Exercise directions:
Copy word for word the part of the depth-estimation text that opens with the words "Liu et al. [18]" and closes with "efficient up-sampling blocks.".

>> begin Document passage

Keywords

1 Introduction

Triggered by the seminal work of Eigen et al. [6] the estimation of depth maps from just a single image has become a popular tool in computer vision. Depth estimation in a single image is well known to be highly ambiguous and only works due to strong conditional priors learned from previously seen data. The work from Eigen et al. [6] demonstrated the superiority of deep networks over previous attempts with hand-crafted features [23]. The priors learned by a deep network yield an unprecedented accuracy and generality compared to all previous approaches on single-view depth estimation. Of course, the accuracy is far from being competitive with multi-view reconstruction, which becomes evident when visualizing the depth maps in the form of a point cloud. Nevertheless, estimating the depth from single images is no longer a toy problem but is used in places, where dense multi-view reconstruction is not directly applicable, for instance to initialize a monocular SLAM method [26] or for rough but dense depth estimates in autonomous driving [28].

Often in these applications, an image sequence rather than a single image is available, yet these additional images are typically not exploited. There are two sources of information that are inherent to a sequence of images: (1) the motion parallax by a moving camera; (2) the temporal consistency of successive frames. Exploiting the motion parallax has been approached in Ummenhofer et al. [29] for two frames. The motion parallax was used also in Zhou et al. [32] for unsupervised learning of depth from single image. However, there is no approach yet, that exploits the temporal consistency of successive frames.

In this work, we propose a network architecture based on convolutional LSTMs to capture temporal information from previous frames and to enforce temporally consistent depth estimates in a video. We show that such a network improves over independent frame processing, both relative to a single-frame baseline and relative to the state of the art. While it is well-known that temporal consistency has only relatively small effects on standard performance metrics based on average statistics, the qualitative improvement is much higher due to more stable estimates that do not flicker; see the supplemental video. The temporal consistency is also advantageous when combining multiple depth maps to a joint point cloud. As the depth estimates of successive frames agree more, the resulting point cloud is more consistent, too.

2 Related Work

End-to-end depth estimation from a single image with convolutional neural networks was introduced by Eigen [5, 6]. These works were introduced before the today most common convolutional encoder-decoder architectures, such as FCN [19] and U-Net [22] were available. They use a multi-scale architecture for depth estimation at different spatial resolutions. Joint depth and normal prediction improved the depth estimation results.

Liu et al. [18] combined convolutional networks with superpixel-based conditional random fields. Chackrabarti et al. [3] generate a midlevel representation of the depth with a deep network to find the best matches for the depth values in a post processing step. At the present, Laina et al. [16] yields the best results on benchmarks. This was achieved by replacing the standard convolutional encoder by a ResNet-50 architecture [11] and by a set of computationally efficient up-sampling blocks.

The methods above process each frame independently, even when processing a video. We propose the use of LSTM units [9, 12] to relate the intermediate representation in the network across frames in order to obtain temporally consistent outputs. In particular, we use a convolutional LSTM architecture [31]. The convolutional version of LSTMs captures the spatial context of the input tensor and keeps the number of parameters limited.

>> end Document passage
>> begin Material

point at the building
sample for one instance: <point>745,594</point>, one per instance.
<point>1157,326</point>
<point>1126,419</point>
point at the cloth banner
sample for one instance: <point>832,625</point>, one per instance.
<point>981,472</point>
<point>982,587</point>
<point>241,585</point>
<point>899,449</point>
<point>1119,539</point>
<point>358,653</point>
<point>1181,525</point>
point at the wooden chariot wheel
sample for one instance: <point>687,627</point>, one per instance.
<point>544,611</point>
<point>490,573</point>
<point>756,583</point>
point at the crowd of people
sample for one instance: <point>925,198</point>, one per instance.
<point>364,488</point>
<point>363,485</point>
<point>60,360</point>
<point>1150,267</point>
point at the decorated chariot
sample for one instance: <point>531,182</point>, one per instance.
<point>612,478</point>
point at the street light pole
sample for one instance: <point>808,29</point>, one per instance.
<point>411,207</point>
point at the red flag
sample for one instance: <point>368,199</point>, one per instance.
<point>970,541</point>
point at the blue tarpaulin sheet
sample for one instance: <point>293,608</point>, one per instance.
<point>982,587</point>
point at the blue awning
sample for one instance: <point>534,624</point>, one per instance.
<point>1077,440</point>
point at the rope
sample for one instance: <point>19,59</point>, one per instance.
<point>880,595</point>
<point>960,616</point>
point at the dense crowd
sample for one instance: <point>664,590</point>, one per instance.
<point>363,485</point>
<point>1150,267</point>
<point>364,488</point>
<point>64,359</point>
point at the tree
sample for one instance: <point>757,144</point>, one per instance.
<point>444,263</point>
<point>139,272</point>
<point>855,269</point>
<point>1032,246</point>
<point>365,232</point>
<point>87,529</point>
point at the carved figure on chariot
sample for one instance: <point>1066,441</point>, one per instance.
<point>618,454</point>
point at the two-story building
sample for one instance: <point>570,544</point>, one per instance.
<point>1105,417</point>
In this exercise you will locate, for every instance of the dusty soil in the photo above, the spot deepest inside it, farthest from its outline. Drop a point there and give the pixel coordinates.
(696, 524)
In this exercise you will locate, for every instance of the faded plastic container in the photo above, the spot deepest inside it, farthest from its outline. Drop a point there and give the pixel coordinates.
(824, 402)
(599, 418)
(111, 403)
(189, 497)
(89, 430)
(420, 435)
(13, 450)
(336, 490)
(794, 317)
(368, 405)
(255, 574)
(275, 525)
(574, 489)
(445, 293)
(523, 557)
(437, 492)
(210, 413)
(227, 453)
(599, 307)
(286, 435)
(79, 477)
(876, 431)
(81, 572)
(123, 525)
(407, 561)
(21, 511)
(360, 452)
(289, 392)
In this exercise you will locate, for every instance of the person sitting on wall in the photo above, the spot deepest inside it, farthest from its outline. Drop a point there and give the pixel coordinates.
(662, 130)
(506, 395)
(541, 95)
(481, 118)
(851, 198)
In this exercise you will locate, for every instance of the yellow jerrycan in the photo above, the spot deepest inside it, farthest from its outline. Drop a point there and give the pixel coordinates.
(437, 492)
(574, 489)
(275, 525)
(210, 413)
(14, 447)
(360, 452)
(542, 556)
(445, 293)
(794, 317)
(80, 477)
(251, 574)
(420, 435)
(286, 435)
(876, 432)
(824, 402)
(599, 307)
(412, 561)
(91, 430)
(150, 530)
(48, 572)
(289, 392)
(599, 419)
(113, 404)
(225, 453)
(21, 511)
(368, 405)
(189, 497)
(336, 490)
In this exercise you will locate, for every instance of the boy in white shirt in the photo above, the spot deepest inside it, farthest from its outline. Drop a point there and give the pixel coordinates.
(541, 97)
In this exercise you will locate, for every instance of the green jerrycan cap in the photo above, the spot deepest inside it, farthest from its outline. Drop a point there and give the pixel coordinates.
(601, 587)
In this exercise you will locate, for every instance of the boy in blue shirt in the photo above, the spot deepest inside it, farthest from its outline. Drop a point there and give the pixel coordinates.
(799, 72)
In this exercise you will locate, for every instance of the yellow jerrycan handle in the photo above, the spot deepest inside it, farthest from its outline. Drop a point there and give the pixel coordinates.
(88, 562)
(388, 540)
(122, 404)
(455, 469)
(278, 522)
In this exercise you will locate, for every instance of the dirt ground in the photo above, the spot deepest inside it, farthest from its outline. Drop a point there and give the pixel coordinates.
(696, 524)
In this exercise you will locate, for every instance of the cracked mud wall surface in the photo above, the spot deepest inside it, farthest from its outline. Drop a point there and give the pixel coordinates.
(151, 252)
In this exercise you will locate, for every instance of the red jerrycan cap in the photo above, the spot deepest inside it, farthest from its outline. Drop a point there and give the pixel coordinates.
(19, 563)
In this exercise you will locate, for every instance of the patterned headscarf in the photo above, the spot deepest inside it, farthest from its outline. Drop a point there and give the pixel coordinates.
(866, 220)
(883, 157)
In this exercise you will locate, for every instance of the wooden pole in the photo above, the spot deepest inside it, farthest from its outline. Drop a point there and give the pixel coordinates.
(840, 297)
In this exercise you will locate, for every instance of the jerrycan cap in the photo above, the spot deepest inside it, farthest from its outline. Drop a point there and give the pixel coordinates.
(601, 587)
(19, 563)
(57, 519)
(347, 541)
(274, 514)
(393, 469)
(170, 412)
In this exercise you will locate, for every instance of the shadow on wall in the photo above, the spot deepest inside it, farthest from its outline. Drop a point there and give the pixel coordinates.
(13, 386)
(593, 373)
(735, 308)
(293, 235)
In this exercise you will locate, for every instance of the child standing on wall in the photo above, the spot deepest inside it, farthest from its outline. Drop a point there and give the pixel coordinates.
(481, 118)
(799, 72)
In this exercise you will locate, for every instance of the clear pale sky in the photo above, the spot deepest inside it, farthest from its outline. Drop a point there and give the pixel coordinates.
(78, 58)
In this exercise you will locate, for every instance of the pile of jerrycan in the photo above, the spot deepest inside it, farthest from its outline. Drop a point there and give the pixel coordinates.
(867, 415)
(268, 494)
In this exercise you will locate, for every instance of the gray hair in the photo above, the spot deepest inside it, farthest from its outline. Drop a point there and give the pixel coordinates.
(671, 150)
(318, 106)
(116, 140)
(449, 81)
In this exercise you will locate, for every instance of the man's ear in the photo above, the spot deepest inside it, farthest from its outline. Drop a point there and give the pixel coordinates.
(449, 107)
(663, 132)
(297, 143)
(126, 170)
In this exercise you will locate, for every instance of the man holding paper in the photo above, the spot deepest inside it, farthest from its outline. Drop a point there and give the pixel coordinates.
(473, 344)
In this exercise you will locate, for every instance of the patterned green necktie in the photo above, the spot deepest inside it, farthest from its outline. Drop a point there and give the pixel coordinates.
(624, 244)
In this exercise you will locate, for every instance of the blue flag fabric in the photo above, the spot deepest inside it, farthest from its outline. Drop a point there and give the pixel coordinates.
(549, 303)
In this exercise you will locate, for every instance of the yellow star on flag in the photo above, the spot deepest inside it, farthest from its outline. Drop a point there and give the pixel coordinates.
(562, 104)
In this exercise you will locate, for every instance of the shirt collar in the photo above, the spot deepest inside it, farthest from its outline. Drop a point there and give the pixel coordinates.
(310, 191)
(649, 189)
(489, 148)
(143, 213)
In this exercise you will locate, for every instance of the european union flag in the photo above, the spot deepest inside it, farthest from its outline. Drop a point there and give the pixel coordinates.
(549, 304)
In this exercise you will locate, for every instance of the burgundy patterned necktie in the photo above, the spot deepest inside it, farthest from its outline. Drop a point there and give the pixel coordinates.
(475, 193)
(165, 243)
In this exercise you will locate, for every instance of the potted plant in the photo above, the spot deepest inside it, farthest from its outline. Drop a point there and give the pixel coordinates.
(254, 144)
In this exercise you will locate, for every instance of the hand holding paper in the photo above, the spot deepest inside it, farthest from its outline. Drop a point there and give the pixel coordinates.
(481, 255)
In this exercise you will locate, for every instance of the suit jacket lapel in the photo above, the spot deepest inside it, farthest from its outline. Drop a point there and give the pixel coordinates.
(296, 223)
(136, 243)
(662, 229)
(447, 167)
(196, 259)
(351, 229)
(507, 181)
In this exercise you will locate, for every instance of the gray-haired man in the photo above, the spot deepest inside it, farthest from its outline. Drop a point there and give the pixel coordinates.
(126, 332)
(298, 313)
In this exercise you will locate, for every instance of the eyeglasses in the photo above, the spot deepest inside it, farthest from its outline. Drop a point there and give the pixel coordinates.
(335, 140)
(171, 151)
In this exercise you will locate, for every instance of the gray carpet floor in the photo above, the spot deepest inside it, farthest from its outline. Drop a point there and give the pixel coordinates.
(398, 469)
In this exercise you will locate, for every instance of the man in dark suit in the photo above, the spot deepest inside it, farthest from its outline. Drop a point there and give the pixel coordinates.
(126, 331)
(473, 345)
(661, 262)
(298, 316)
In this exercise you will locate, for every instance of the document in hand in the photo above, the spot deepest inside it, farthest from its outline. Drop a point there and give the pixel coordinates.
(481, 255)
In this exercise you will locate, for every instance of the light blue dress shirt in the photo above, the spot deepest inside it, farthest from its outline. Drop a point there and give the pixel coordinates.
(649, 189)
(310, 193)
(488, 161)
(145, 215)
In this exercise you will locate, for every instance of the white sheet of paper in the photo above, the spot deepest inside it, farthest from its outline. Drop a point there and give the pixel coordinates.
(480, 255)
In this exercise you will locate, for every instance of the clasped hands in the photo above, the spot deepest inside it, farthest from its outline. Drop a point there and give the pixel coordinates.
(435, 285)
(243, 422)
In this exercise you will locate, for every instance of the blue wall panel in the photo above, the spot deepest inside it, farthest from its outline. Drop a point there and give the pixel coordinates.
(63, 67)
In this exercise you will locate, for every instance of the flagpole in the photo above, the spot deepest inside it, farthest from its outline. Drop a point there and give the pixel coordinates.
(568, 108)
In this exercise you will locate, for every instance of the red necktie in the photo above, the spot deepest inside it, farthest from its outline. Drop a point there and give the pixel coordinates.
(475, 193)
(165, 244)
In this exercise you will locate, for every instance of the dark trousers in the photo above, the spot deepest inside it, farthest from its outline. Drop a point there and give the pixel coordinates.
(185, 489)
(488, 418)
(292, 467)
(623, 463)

>> end Material

Task output:
Liu et al. [18] combined convolutional networks with superpixel-based conditional random fields. Chackrabarti et al. [3] generate a midlevel representation of the depth with a deep network to find the best matches for the depth values in a post processing step. At the present, Laina et al. [16] yields the best results on benchmarks. This was achieved by replacing the standard convolutional encoder by a ResNet-50 architecture [11] and by a set of computationally efficient up-sampling blocks.